EXCERPT PROVIDED
↓↓↓

Might we have misjudged the dark lord of contemporary drama? LaBute, remember, is the guy who depicted the battle of the sexes in take-no-prisoners terms in In the Company of Men. And though that 1997 film found him wielding the male psyche as a misogynist weapon, he has since established—in such equal-opportunity slugfests as Bash: Latterday Plays and The Shape of Things—that there need be nothing gender-specific about emotional cruelty.
If Fat Pig doesn’t quite show off a chirpy LaBute, it does at least hold out the possibility that the love of a good woman might redeem a man, provided he’s man enough to love her Rubenesque figure in a carb-conscious world. This is hardly a heavyweight philosophical notion, but it does represent a new tack in a playwriting career that has previously been concerned with exploring malice in all its forms.
As the lights come up at the Studio Theatre, we see Helen (Kate Debelack), an attractive, decidedly ample librarian, eating at a stand-up table in a crowded Manhattan restaurant. She raises a slice of pizza to her lips, and we’re invited to judge her by the pile of wrappers, the garlic bread, and the two containers of chocolate pudding on the table before her. Then slender, business-suited Tom (Tyler Pierce) enters with his salad plate, she makes space for him, and within a moment or two, they’ve connected. She’s warm and playful; he’s personable and a bit clumsy socially, thoroughly mortified when the subject of her size comes up in conversation. He’d said “pretty big” about the restaurant as he entered, and he’s appalled that she thought it a comment about her. But she jokes and he relaxes, and by the time they part, it’s clear they’ll see each other again.

↑↑↑

MATERIAL
↓↓↓

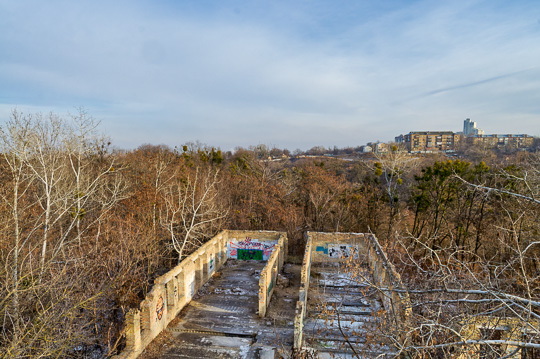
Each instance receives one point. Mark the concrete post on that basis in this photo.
(181, 283)
(172, 293)
(133, 330)
(262, 294)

↑↑↑

REQUIRED WORK
- A) Reproduce the Fat Pig review verbatim from "Might we have" to "about emotional cruelty.".
- B) In the Fat Pig review, render this sentence in Spanish: "This is hardly a heavyweight philosophical notion, but it does represent a new tack in a playwriting career that has previously been concerned with exploring malice in all its forms."
- C) List every play or film title mentioned in the Fat Pig review.

THE SOLUTIONS
- A)
Might we have misjudged the dark lord of contemporary drama? LaBute, remember, is the guy who depicted the battle of the sexes in take-no-prisoners terms in In the Company of Men. And though that 1997 film found him wielding the male psyche as a misogynist weapon, he has since established—in such equal-opportunity slugfests as Bash: Latterday Plays and The Shape of Things—that there need be nothing gender-specific about emotional cruelty.

- B) Difícilmente se trata de una idea filosófica de peso, pero sí representa un nuevo rumbo en una carrera de dramaturgo que hasta ahora se había ocupado de explorar la malicia en todas sus formas.

- C)
- In the Company of Men
- Bash: Latterday Plays
- The Shape of Things
- Fat Pig